▶ _What is being asked_:
All lines of the data shown below should be output exactly as they stand.

▶ _Natural-language object grounding data_:
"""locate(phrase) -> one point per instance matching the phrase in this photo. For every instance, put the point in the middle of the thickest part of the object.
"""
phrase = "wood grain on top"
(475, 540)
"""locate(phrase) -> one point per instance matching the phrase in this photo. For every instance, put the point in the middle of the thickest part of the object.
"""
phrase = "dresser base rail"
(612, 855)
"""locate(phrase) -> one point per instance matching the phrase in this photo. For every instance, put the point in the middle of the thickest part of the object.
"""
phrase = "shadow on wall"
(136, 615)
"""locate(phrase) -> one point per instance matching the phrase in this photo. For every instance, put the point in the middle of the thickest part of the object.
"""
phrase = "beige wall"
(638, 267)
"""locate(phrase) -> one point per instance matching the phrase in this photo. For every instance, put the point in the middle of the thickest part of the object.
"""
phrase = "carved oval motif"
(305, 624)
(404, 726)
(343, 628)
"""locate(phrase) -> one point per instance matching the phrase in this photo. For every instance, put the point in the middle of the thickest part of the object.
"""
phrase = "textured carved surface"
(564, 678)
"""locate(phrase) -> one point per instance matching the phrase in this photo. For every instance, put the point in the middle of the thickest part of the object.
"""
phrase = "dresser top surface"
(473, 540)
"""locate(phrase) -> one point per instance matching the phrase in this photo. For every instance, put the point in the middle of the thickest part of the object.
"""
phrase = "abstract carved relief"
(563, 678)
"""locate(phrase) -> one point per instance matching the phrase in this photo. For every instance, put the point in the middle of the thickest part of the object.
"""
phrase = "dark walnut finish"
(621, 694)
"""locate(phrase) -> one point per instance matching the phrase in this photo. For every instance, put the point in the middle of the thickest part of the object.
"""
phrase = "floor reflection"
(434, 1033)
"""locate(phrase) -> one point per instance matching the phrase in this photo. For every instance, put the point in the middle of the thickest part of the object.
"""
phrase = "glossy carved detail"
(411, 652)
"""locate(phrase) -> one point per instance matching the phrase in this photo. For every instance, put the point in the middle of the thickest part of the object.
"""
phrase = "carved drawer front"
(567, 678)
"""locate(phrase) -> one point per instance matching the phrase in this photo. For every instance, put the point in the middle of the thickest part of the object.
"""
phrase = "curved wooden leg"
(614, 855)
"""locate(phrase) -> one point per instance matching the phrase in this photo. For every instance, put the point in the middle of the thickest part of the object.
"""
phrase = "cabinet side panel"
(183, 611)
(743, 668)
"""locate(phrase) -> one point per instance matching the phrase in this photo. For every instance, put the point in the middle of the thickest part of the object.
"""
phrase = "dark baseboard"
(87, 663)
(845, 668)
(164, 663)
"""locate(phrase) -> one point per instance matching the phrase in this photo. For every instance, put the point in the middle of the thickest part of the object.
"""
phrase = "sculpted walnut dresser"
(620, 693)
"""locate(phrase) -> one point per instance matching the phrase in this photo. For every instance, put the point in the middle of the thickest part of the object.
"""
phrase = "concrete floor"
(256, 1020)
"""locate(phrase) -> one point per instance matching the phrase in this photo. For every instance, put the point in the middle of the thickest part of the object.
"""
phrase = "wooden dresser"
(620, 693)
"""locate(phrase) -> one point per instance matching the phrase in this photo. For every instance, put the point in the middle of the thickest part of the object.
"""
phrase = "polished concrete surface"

▶ _Exercise result_:
"""locate(phrase) -> one point per instance matching the phrase in this photo. For every instance, put the point in the middle of the thickest part of the object.
"""
phrase = "wood grain on top"
(475, 540)
"""locate(phrase) -> one point per instance matching the phrase in this photo. For every instance, put the point in the middle of the thickest part of the object.
"""
phrase = "dresser base rail"
(612, 855)
"""locate(phrase) -> one point per instance matching the phrase in this photo. For every instance, put the point in the middle of the thickest part of the object.
"""
phrase = "shadow on wall"
(136, 615)
"""locate(phrase) -> one point per instance matching the phrase in this photo. For every instance, put the point in the middle of the thickest part of the object.
"""
phrase = "beige wall"
(638, 267)
"""locate(phrase) -> one point per instance matching the phrase in this photo. For every instance, put the point in the middle of the thickest part of the object.
"""
phrase = "carved oval motif"
(305, 624)
(404, 726)
(343, 628)
"""locate(phrase) -> one point per instance matching the phrase in this photo. For every instance, put the point in the middle of the thickest part of the object.
"""
phrase = "textured carved surface"
(564, 678)
"""locate(phrase) -> one point per instance matching the phrase in this photo. For every instance, put the point in the middle of the thickest part of the object.
"""
phrase = "dresser top surface"
(473, 540)
"""locate(phrase) -> one point per instance matching the phrase in this photo. For every instance, put the point in the middle of the thickest part of the object.
"""
phrase = "abstract carved relief"
(563, 678)
"""locate(phrase) -> one point per instance matching the phrase in this photo. For every instance, put the point in the middle of the thickest part of the object.
"""
phrase = "dark walnut finish"
(621, 694)
"""locate(phrase) -> one point per instance matching the phrase in this photo. For every instance, put the point in the middle of the thickest part of the object.
"""
phrase = "floor reflection"
(434, 1033)
"""locate(phrase) -> one point per instance matching the phrase in this photo. For every instance, put the point in the middle of the thickest part of the object.
"""
phrase = "glossy carved detail"
(411, 652)
"""locate(phrase) -> one point per instance matching the phrase in this photo. For every instance, put the point in the middle of the thickest part of the object.
"""
phrase = "carved drawer front"
(567, 678)
"""locate(phrase) -> one point per instance matching the phrase in this photo. For every instance, put the point in the middle of the thickest part of the object.
"""
phrase = "curved wooden leg"
(614, 855)
"""locate(phrase) -> one point per instance matching the phrase in this photo. For every instance, put the point in the middle of the thickest part of the object.
"""
phrase = "cabinet side panel"
(183, 611)
(743, 668)
"""locate(phrase) -> one point per instance matching the phrase in this photo. For every instance, put the point in the middle of the thickest part of the object.
"""
phrase = "dark baseboard"
(87, 663)
(845, 668)
(164, 663)
"""locate(phrase) -> one point per instance matching the phrase in this photo. For every instance, put the point in the middle of the thickest part of the object.
"""
phrase = "sculpted walnut dresser"
(620, 693)
"""locate(phrase) -> one point per instance matching the phrase in this photo. For every instance, put the point in the middle of the thickest part of the object.
"""
phrase = "concrete floor"
(256, 1020)
"""locate(phrase) -> one point per instance matching the phrase in this photo. For every instance, put the point in the middle of the thickest part of the object.
"""
phrase = "wooden dresser"
(620, 693)
"""locate(phrase) -> one point per instance matching the phrase in this photo. For every instance, put the point in the middle of the thickest part of the object.
"""
phrase = "polished concrete surface"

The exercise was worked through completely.